===== Quoted text

EX-99.1 2 d933502dex991.htm EX-99.1 EX-99.1

Exhibit 99.1

Exa Reports First Quarter Fiscal 2016 Financial Results

Solid Start to Fiscal 2016 with 18% Revenue Growth on a Constant Currency Basis

Burlington, Mass., May 28, 2015 – Exa® Corporation (NASDAQ: EXA), a global innovator of fluids simulation solutions for product engineering, today announced financial results for the first quarter of fiscal 2016, which ended April 30, 2015.

Revenue Summary

 

     1Q16 Revenue
(in millions)
     1Q15 Revenue
(in millions)

==========
===== Task inputs

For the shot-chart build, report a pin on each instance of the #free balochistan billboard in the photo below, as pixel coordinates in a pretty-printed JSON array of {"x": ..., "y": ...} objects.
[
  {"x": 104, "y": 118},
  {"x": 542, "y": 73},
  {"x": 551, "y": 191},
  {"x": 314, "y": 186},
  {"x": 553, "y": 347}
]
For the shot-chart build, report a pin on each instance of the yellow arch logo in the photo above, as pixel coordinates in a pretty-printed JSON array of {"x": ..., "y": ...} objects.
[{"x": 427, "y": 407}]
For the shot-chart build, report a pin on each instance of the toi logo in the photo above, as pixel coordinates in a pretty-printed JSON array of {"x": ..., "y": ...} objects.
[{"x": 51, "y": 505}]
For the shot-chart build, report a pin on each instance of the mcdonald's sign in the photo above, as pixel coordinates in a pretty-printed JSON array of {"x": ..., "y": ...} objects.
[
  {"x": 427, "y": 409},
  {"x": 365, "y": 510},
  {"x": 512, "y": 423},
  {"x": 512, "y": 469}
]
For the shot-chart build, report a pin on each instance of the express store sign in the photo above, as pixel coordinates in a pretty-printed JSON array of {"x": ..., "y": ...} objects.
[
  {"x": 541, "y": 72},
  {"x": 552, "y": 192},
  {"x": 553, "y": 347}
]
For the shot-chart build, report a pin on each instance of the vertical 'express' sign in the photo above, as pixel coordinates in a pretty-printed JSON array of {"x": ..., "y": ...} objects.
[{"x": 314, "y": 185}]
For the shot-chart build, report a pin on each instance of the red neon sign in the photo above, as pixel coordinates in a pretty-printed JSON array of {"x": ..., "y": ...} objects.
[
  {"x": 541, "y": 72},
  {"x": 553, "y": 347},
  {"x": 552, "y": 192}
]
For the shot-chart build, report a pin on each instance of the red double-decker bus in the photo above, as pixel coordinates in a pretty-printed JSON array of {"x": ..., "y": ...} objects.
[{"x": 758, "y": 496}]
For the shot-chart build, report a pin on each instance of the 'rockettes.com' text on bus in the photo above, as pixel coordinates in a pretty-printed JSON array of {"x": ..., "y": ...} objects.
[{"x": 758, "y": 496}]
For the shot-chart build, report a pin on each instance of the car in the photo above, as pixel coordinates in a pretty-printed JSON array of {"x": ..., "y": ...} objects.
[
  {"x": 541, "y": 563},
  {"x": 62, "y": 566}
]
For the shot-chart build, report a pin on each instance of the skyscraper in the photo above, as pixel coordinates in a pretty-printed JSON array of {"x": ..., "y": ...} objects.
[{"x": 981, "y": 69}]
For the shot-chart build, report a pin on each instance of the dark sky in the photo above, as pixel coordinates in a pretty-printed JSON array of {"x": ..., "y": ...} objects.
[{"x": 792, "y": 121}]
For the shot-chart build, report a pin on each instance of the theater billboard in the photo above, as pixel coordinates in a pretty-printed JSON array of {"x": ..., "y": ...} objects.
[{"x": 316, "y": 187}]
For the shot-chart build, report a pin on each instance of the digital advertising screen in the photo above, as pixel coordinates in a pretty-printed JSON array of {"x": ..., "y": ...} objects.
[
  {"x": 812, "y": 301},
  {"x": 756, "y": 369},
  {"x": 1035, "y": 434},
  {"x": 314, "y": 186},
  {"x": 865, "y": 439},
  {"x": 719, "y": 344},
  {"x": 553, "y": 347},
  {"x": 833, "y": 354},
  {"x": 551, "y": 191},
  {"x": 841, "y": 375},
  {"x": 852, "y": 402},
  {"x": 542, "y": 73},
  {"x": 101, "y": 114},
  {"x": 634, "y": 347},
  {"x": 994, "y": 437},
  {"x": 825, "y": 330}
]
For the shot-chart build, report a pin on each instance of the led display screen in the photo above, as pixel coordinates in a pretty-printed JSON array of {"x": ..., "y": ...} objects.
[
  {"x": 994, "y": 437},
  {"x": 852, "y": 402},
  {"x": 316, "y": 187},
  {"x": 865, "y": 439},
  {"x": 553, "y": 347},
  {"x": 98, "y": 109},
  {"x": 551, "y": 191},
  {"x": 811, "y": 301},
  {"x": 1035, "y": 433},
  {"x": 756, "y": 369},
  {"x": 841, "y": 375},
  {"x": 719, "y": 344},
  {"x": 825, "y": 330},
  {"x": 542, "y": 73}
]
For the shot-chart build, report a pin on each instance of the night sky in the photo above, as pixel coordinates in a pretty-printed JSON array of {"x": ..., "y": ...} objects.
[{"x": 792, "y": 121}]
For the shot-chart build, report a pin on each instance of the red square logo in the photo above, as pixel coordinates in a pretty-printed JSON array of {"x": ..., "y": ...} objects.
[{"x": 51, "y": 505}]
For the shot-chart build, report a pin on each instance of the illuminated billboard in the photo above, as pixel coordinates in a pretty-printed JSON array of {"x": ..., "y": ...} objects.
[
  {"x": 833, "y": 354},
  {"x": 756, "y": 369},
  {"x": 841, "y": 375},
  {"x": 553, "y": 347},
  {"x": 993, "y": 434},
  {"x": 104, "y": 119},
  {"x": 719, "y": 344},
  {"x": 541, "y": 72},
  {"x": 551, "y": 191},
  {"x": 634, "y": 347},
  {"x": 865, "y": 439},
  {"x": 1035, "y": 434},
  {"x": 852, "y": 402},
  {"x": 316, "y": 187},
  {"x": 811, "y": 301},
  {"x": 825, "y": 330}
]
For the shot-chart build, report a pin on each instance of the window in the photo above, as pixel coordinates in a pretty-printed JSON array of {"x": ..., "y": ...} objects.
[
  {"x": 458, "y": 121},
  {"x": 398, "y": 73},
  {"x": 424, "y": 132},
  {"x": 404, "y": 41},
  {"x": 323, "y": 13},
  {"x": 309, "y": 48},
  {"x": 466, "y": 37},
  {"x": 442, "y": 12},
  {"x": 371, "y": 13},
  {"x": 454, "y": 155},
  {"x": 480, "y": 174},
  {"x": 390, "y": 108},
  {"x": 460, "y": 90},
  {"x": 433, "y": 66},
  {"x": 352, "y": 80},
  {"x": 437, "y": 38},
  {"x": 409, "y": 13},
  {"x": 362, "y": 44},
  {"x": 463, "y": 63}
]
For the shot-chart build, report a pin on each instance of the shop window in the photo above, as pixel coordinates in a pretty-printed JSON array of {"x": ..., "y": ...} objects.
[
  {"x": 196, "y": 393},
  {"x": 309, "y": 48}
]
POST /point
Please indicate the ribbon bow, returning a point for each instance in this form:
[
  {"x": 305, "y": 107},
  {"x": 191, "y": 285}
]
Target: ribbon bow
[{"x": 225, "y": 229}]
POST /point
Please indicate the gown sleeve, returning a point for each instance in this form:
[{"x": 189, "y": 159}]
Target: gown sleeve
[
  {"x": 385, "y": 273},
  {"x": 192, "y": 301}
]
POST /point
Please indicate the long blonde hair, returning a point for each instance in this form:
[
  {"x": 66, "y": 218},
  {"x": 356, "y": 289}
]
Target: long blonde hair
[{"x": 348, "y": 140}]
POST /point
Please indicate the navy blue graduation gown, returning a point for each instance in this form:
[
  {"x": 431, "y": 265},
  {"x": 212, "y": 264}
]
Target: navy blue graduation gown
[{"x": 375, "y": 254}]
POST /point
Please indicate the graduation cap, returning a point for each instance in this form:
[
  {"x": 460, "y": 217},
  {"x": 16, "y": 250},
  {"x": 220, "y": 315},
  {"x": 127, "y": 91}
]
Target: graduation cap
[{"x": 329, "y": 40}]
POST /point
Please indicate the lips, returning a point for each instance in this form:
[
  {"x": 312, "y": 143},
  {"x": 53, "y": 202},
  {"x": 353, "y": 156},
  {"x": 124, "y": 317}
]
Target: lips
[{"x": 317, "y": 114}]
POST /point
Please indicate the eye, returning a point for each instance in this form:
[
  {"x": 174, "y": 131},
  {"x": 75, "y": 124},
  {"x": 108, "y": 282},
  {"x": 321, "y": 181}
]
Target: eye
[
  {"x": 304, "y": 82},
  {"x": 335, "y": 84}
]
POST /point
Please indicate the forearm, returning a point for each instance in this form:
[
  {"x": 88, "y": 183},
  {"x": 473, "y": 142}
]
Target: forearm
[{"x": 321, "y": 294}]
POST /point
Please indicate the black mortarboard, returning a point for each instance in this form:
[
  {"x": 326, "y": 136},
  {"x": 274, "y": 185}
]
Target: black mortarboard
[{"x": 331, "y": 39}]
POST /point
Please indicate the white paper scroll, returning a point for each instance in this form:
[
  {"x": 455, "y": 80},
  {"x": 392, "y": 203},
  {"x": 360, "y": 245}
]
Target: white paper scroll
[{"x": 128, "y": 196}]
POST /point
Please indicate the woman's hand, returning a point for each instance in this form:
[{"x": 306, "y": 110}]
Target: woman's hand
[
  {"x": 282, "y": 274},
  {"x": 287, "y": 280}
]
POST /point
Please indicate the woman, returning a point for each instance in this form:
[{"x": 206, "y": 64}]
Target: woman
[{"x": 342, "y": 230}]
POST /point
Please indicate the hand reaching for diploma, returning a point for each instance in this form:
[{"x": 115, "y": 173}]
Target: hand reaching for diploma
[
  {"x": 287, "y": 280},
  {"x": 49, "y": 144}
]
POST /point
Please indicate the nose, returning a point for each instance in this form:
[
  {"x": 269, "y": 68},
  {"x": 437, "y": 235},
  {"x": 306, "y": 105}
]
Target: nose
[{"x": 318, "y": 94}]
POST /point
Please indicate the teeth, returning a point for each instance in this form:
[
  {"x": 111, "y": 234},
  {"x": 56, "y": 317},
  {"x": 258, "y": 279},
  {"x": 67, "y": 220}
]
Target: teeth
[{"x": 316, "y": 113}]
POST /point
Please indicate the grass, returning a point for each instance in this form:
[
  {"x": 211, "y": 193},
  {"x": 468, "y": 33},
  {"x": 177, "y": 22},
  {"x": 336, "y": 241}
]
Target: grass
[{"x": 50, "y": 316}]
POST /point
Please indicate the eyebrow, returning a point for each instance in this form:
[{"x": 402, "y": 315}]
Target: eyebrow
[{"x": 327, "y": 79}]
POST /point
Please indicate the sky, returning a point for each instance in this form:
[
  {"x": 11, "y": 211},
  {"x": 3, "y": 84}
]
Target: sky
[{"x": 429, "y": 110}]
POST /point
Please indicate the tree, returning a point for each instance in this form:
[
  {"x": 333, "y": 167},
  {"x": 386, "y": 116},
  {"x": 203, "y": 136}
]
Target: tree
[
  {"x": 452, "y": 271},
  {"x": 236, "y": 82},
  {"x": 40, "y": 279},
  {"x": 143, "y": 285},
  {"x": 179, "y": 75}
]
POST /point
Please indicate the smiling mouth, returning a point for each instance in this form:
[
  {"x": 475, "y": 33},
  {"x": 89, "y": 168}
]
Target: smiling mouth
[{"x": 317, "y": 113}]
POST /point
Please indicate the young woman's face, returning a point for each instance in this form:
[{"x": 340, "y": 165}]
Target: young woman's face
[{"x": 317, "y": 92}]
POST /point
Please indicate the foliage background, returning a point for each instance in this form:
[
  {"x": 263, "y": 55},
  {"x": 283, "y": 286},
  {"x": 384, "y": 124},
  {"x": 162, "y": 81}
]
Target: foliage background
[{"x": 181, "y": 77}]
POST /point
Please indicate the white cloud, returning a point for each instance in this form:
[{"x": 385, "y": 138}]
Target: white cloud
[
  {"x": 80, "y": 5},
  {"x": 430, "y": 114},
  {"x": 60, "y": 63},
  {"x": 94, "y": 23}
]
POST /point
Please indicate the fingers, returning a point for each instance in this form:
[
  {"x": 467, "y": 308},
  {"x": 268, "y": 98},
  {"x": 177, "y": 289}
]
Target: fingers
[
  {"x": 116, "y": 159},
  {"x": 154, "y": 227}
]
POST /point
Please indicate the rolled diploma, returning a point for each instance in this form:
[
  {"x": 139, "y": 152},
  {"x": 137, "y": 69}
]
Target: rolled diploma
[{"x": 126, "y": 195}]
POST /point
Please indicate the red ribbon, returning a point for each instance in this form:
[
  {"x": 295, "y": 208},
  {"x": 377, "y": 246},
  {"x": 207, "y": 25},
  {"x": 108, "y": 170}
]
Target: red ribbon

==========

What to do
- a) List the headings in the press release that each stand on a line of their own. Leave out the file line at the very top and the two revenue column labels.
- b) Gather every line of the records that contains the string "hand". Case counts.

Per-task outputs
- a)
- Exhibit 99.1
- Exa Reports First Quarter Fiscal 2016 Financial Results
- Solid Start to Fiscal 2016 with 18% Revenue Growth on a Constant Currency Basis
- Revenue Summary

- b)
Please indicate the woman's hand, returning a point for each instance in this form:
Target: woman's hand
Please indicate the hand reaching for diploma, returning a point for each instance in this form:
Target: hand reaching for diploma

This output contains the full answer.